◆ Compito breve
Conta quante righe qui sotto contengono la parola "brown". Scrivi soltanto il numero.
◇ ◇ ◇ ◇ ◇
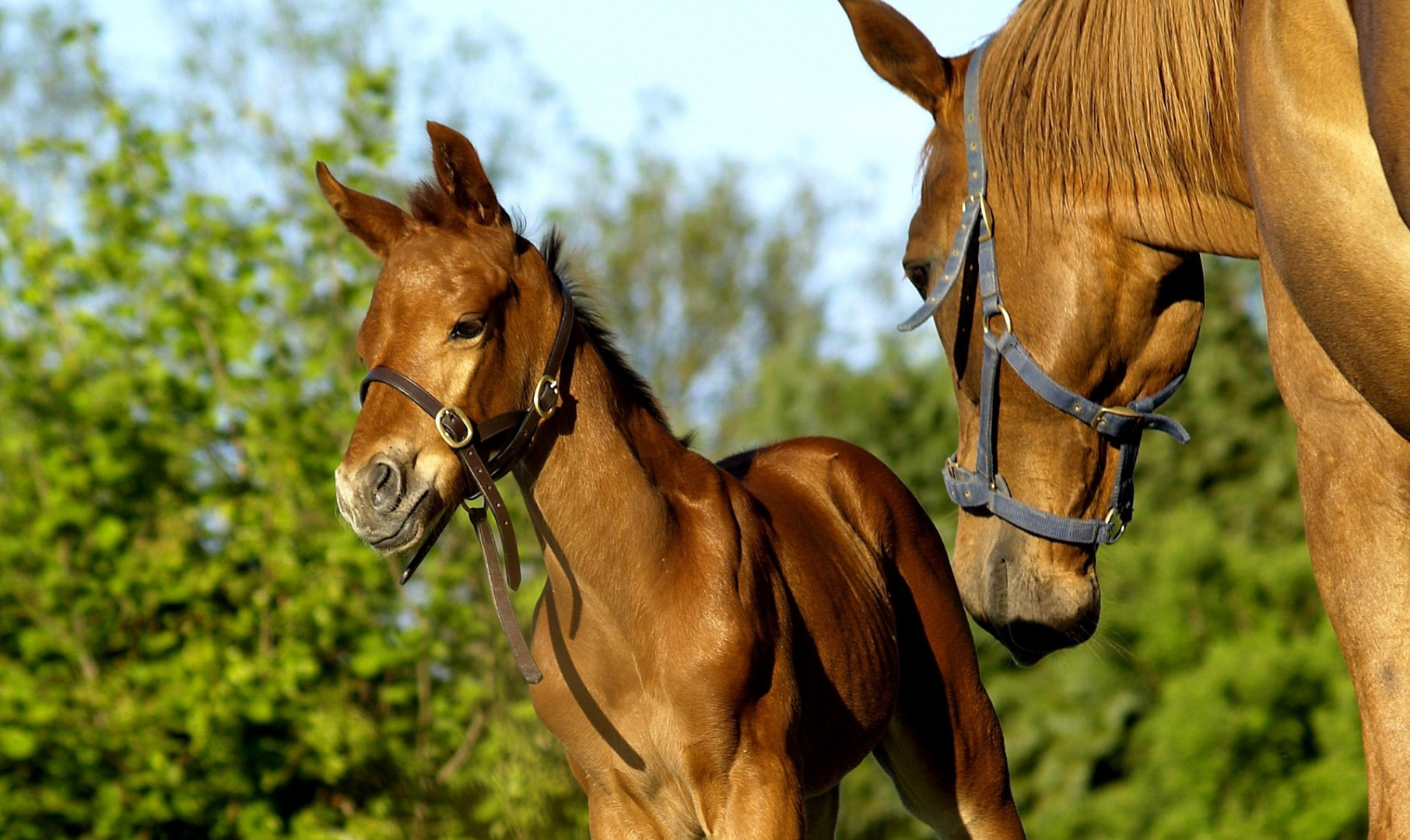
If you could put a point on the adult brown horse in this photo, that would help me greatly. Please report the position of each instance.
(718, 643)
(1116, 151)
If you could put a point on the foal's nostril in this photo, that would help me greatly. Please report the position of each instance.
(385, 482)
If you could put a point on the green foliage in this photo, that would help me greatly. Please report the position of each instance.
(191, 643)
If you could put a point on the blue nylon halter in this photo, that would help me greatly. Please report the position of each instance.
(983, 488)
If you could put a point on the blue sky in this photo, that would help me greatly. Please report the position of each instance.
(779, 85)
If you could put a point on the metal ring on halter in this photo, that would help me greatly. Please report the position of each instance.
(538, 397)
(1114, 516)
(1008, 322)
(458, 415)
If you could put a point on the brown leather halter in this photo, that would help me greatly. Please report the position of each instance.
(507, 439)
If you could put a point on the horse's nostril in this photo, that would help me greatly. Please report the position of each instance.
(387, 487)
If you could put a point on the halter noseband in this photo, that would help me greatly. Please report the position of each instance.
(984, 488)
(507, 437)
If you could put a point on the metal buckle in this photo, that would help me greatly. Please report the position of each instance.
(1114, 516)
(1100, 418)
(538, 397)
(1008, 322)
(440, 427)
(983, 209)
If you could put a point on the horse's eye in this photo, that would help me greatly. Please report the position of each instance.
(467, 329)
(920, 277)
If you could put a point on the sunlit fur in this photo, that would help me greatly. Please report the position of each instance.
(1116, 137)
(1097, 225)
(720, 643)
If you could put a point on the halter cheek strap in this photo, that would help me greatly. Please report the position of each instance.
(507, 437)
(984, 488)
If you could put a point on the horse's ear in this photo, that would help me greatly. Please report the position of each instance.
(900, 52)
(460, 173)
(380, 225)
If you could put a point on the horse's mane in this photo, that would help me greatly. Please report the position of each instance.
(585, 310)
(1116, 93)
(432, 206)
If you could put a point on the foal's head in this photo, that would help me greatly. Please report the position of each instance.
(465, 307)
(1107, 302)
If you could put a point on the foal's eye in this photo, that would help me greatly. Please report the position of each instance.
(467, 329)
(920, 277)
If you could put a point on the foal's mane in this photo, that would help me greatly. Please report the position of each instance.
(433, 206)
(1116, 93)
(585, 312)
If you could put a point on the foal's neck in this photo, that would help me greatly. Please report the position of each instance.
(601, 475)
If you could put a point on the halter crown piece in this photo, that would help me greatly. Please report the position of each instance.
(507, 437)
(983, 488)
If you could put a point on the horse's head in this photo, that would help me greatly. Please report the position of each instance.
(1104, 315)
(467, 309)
◇ ◇ ◇ ◇ ◇
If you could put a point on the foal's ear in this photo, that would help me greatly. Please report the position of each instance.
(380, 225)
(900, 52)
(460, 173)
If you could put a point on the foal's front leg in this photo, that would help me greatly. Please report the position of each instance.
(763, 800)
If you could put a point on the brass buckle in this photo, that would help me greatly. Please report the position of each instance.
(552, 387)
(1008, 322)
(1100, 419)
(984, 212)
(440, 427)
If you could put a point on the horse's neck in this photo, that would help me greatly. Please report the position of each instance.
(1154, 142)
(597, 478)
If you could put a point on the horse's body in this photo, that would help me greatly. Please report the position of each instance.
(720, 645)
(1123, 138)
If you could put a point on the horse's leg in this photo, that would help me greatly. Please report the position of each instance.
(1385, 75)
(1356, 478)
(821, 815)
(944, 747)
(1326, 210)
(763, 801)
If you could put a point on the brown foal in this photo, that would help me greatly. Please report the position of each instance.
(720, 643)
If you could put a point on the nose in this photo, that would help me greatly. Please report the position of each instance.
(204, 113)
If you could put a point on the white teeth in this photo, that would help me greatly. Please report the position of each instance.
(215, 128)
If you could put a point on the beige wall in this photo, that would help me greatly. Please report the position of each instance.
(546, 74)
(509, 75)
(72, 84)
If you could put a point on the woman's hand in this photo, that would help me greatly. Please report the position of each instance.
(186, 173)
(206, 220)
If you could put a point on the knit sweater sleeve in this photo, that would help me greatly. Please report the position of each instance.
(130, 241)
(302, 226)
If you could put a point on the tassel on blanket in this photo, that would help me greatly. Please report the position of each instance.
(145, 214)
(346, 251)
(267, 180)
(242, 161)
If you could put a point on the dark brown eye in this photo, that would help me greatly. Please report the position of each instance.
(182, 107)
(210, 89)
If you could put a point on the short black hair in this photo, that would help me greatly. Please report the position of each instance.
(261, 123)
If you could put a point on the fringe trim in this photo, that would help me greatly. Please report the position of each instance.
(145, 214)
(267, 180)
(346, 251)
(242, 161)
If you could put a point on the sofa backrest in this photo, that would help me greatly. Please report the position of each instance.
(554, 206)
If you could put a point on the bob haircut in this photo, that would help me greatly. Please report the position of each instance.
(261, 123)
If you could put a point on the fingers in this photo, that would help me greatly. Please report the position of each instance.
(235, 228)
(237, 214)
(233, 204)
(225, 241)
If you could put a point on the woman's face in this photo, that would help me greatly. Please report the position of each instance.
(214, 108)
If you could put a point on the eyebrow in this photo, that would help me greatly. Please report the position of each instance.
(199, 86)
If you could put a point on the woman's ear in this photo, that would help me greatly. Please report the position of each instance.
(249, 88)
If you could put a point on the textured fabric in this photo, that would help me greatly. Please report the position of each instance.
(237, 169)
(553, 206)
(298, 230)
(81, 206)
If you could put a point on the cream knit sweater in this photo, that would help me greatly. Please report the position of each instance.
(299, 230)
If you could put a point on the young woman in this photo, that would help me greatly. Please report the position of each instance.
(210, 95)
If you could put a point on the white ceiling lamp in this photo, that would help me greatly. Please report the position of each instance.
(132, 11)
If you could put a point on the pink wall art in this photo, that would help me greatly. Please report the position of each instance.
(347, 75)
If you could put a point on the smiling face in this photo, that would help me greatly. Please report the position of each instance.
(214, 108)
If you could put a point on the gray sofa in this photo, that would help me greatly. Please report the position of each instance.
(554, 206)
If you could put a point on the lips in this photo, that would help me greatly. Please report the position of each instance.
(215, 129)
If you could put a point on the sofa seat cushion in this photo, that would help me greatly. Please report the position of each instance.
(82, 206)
◇ ◇ ◇ ◇ ◇
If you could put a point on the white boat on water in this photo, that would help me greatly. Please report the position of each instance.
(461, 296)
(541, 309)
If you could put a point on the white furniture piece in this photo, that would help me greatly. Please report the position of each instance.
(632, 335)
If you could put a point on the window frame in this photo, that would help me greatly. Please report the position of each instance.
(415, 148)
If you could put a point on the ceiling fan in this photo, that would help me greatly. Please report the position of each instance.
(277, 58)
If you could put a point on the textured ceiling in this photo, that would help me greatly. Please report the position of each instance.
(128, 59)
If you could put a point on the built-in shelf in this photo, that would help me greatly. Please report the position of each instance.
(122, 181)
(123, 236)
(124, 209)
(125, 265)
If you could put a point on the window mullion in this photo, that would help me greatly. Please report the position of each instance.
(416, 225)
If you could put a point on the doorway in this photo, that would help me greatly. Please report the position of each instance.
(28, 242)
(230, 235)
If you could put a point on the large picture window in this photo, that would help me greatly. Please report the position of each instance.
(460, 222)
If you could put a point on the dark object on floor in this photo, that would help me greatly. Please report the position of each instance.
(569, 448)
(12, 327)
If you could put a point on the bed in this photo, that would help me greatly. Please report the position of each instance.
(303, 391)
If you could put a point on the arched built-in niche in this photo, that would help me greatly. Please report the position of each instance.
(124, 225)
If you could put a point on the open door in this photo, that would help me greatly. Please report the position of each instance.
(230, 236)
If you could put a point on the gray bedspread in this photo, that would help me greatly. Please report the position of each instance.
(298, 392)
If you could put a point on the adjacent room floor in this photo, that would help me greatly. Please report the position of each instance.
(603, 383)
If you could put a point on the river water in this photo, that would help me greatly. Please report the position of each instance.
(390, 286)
◇ ◇ ◇ ◇ ◇
◆ Risposta completa
4